■ **EXERCISE BRIEF**: Extract the listing below in full, unchanged.

■ **RECORDS FOR THIS EXERCISE**:
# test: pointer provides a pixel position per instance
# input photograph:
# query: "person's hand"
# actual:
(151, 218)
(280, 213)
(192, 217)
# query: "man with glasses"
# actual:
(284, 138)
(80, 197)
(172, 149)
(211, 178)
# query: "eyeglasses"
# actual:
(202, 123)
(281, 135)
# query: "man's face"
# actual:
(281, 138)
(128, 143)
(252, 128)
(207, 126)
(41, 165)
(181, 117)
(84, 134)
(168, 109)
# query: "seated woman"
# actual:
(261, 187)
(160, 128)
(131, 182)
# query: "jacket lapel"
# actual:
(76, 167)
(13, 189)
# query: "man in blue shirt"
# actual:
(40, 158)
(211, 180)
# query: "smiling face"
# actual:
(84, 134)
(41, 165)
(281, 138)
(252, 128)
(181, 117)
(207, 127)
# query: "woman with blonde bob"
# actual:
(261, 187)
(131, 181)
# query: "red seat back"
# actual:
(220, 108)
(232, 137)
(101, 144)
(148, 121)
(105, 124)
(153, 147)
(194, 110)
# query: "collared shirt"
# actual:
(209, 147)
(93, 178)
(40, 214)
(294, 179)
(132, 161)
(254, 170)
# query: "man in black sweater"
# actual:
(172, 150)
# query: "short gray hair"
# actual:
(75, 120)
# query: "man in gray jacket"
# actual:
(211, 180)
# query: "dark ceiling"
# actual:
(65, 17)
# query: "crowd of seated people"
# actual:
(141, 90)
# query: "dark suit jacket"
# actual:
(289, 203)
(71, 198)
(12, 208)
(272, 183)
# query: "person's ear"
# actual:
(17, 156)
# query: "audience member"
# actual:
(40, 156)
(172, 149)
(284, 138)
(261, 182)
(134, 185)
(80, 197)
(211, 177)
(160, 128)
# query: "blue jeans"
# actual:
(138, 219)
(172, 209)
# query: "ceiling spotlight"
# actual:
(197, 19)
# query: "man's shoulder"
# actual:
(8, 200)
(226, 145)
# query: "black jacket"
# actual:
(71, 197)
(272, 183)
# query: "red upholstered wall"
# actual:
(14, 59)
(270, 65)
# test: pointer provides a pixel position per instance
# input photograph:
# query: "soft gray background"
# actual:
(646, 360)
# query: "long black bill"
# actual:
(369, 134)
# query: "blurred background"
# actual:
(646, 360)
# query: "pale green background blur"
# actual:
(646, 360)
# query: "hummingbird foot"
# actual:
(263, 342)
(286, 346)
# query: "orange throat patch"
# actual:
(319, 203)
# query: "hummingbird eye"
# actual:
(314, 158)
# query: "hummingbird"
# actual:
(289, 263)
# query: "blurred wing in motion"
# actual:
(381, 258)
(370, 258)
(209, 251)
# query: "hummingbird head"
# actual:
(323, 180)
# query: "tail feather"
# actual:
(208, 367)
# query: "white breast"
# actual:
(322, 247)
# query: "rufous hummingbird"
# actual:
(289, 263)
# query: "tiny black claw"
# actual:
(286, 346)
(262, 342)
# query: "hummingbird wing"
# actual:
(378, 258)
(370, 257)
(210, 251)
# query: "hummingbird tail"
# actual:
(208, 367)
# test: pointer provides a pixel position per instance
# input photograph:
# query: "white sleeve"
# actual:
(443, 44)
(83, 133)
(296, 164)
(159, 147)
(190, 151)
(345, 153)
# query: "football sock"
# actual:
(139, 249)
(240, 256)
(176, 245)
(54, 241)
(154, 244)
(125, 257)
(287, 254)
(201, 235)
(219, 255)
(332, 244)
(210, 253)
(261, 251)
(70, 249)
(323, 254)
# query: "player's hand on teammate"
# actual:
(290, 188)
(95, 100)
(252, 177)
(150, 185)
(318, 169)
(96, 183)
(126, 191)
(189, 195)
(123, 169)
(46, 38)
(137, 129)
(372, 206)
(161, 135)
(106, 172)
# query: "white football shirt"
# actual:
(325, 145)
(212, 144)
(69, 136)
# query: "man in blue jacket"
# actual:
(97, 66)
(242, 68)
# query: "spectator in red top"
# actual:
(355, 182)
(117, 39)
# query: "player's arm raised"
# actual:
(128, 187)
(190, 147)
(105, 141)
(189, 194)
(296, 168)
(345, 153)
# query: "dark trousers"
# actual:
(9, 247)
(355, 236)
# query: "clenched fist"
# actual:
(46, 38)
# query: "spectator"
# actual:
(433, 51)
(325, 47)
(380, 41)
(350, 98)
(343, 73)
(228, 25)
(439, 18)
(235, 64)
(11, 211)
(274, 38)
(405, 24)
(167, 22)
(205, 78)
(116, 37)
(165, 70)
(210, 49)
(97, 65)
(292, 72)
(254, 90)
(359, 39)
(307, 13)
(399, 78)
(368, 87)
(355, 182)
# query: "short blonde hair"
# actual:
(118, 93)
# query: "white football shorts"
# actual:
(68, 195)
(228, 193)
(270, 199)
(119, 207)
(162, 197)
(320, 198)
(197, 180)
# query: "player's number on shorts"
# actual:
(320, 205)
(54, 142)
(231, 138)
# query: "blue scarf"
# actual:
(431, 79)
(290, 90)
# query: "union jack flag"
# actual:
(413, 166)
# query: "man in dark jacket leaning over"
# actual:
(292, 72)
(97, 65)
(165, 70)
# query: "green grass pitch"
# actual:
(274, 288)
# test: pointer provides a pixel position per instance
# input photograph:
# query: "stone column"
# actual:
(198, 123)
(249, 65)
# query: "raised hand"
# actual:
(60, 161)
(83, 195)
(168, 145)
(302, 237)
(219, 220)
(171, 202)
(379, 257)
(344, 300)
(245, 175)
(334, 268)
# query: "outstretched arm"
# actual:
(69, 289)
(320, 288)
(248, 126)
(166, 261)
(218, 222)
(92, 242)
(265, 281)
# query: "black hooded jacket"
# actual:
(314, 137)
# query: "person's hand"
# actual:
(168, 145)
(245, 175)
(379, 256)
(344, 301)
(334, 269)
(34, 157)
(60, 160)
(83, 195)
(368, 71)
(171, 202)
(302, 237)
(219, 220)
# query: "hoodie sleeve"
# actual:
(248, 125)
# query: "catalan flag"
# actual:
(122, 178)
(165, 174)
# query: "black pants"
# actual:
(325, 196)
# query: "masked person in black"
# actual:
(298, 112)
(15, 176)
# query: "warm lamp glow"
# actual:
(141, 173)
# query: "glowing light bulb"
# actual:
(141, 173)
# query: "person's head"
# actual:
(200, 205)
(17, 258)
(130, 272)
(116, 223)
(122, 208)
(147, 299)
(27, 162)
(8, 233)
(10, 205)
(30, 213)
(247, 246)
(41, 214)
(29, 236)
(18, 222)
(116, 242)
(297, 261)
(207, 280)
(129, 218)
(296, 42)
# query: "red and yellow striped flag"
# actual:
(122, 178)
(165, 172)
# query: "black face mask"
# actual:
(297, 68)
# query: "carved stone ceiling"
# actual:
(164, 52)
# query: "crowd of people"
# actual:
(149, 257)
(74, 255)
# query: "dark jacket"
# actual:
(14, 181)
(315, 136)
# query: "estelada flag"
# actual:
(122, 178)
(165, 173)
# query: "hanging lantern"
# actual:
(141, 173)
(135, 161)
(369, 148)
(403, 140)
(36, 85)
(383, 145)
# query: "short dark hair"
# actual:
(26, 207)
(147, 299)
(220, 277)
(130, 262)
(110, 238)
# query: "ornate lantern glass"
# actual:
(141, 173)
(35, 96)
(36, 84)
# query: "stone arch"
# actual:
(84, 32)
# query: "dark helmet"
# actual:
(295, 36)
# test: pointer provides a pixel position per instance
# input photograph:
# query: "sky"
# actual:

■ **ANSWER TO THIS PROBLEM**:
# test: pointer provides a pixel position per instance
# input photograph:
# query: "person's hand"
# actual:
(151, 218)
(280, 213)
(192, 217)
# query: "man with glasses"
# actual:
(284, 138)
(80, 197)
(172, 149)
(211, 178)
# query: "eyeglasses"
# actual:
(202, 123)
(281, 135)
# query: "man's face"
# actual:
(281, 138)
(128, 143)
(252, 128)
(207, 126)
(41, 165)
(181, 117)
(84, 134)
(168, 109)
# query: "seated woman"
# actual:
(261, 187)
(160, 128)
(131, 182)
# query: "jacket lapel"
# actual:
(76, 167)
(13, 189)
# query: "man in blue shirt"
# actual:
(40, 158)
(211, 180)
# query: "smiling face"
# actual:
(84, 134)
(41, 165)
(281, 138)
(252, 128)
(181, 117)
(207, 127)
# query: "woman with blonde bob"
# actual:
(261, 187)
(131, 181)
# query: "red seat back"
# actual:
(220, 108)
(232, 137)
(101, 144)
(148, 121)
(105, 124)
(153, 147)
(194, 110)
# query: "collared shirt"
# actual:
(209, 147)
(93, 178)
(40, 214)
(294, 179)
(132, 161)
(254, 170)
# query: "man in black sweater"
# actual:
(172, 150)
# query: "short gray hair"
# actual:
(75, 120)
# query: "man in gray jacket"
# actual:
(211, 180)
# query: "dark ceiling"
# actual:
(65, 17)
# query: "crowd of seated people"
# actual:
(141, 90)
# query: "dark suit jacket"
# actual:
(289, 203)
(71, 198)
(12, 208)
(272, 183)
# query: "person's ear"
# actual:
(17, 156)
# query: "audience member"
# actual:
(40, 156)
(172, 149)
(284, 138)
(261, 182)
(134, 185)
(80, 197)
(211, 177)
(160, 128)
# query: "blue jeans"
# actual:
(138, 219)
(172, 209)
# query: "ceiling spotlight"
# actual:
(197, 19)
# query: "man's shoulder"
# actual:
(8, 200)
(226, 145)
# query: "black jacket"
# actual:
(71, 197)
(272, 183)
# query: "red upholstered wall"
# actual:
(14, 59)
(270, 65)
# test: pointer provides a pixel position per instance
# input photograph:
# query: "soft gray background"
# actual:
(646, 360)
# query: "long black bill"
# actual:
(369, 134)
# query: "blurred background"
# actual:
(646, 360)
# query: "pale green background blur"
# actual:
(646, 360)
# query: "hummingbird foot"
# actual:
(263, 342)
(286, 346)
# query: "orange throat patch"
# actual:
(319, 203)
# query: "hummingbird eye"
# actual:
(314, 158)
# query: "hummingbird"
# actual:
(289, 263)
# query: "blurred wing in motion"
# actual:
(381, 258)
(370, 258)
(209, 251)
# query: "hummingbird head"
# actual:
(323, 180)
# query: "tail feather"
# actual:
(208, 367)
# query: "white breast"
# actual:
(322, 247)
# query: "rufous hummingbird"
# actual:
(289, 263)
# query: "tiny black claw"
# actual:
(286, 346)
(262, 342)
# query: "hummingbird wing"
# actual:
(378, 258)
(370, 257)
(210, 251)
# query: "hummingbird tail"
# actual:
(208, 367)
# test: pointer provides a pixel position per instance
# input photograph:
# query: "white sleeve"
# actual:
(443, 44)
(83, 133)
(296, 164)
(159, 147)
(190, 151)
(345, 153)
# query: "football sock"
# actual:
(139, 249)
(240, 256)
(176, 245)
(54, 241)
(154, 244)
(125, 257)
(287, 254)
(201, 235)
(219, 255)
(332, 244)
(210, 253)
(261, 251)
(70, 249)
(323, 254)
# query: "player's hand on teammate"
# actual:
(290, 188)
(95, 100)
(252, 177)
(150, 185)
(318, 169)
(96, 183)
(126, 191)
(189, 195)
(123, 169)
(46, 38)
(137, 129)
(372, 206)
(161, 135)
(106, 172)
# query: "white football shirt"
# actual:
(325, 145)
(212, 144)
(69, 136)
# query: "man in blue jacket"
# actual:
(97, 66)
(242, 68)
# query: "spectator in red top"
# actual:
(355, 182)
(117, 39)
# query: "player's arm raised"
# actual:
(128, 187)
(190, 147)
(105, 141)
(189, 194)
(296, 168)
(345, 153)
# query: "dark trousers"
# actual:
(9, 247)
(355, 236)
# query: "clenched fist"
# actual:
(46, 38)
# query: "spectator"
# actual:
(433, 51)
(325, 47)
(380, 41)
(350, 98)
(343, 73)
(228, 25)
(439, 18)
(235, 64)
(11, 211)
(274, 38)
(405, 24)
(167, 22)
(205, 78)
(116, 37)
(165, 70)
(210, 49)
(97, 65)
(292, 72)
(254, 90)
(359, 39)
(307, 13)
(399, 78)
(368, 87)
(355, 182)
# query: "short blonde hair"
# actual:
(118, 93)
# query: "white football shorts"
# actual:
(68, 195)
(228, 193)
(270, 199)
(119, 207)
(162, 197)
(320, 198)
(197, 180)
# query: "player's number on shorts"
# actual:
(320, 205)
(54, 142)
(231, 138)
# query: "blue scarf"
# actual:
(431, 79)
(290, 90)
# query: "union jack flag"
# actual:
(413, 166)
# query: "man in dark jacket leaning over"
# actual:
(292, 72)
(97, 65)
(165, 70)
# query: "green grass pitch"
# actual:
(274, 288)
# test: pointer provides a pixel position per instance
# input photograph:
# query: "stone column"
# actual:
(198, 123)
(249, 65)
# query: "raised hand"
# actual:
(60, 161)
(83, 195)
(168, 145)
(302, 237)
(219, 220)
(171, 202)
(379, 257)
(344, 300)
(245, 175)
(334, 268)
# query: "outstretched arm"
# actual:
(69, 289)
(320, 288)
(248, 126)
(166, 261)
(218, 222)
(92, 242)
(265, 281)
# query: "black hooded jacket"
# actual:
(314, 137)
# query: "person's hand"
# actual:
(168, 145)
(245, 175)
(379, 256)
(344, 301)
(334, 269)
(34, 157)
(60, 160)
(83, 195)
(368, 71)
(171, 202)
(302, 237)
(219, 220)
# query: "hoodie sleeve"
# actual:
(248, 125)
# query: "catalan flag"
# actual:
(122, 178)
(165, 174)
# query: "black pants"
# actual:
(325, 196)
# query: "masked person in black"
# actual:
(298, 112)
(15, 176)
# query: "warm lamp glow"
# actual:
(141, 173)
# query: "glowing light bulb"
# actual:
(141, 173)
# query: "person's head"
# actual:
(200, 205)
(17, 258)
(130, 272)
(116, 223)
(122, 208)
(147, 299)
(27, 162)
(8, 233)
(10, 205)
(30, 213)
(247, 246)
(41, 214)
(29, 236)
(18, 222)
(116, 242)
(297, 261)
(207, 280)
(129, 218)
(296, 42)
# query: "red and yellow striped flag"
# actual:
(122, 178)
(165, 172)
# query: "black face mask"
# actual:
(297, 68)
# query: "carved stone ceiling"
# actual:
(164, 52)
# query: "crowd of people"
# actual:
(149, 257)
(74, 255)
# query: "dark jacket"
# actual:
(14, 181)
(315, 136)
# query: "estelada flag"
# actual:
(122, 178)
(165, 173)
# query: "hanging lantern"
# actual:
(141, 173)
(135, 161)
(369, 148)
(403, 140)
(36, 85)
(383, 145)
# query: "short dark hair"
# actual:
(26, 207)
(147, 299)
(220, 277)
(130, 262)
(110, 238)
# query: "ornate lantern glass"
# actual:
(141, 173)
(35, 96)
(36, 84)
# query: "stone arch"
# actual:
(84, 32)
# query: "dark helmet"
# actual:
(295, 36)
# test: pointer provides a pixel position per instance
# input photograph:
# query: "sky"
# actual:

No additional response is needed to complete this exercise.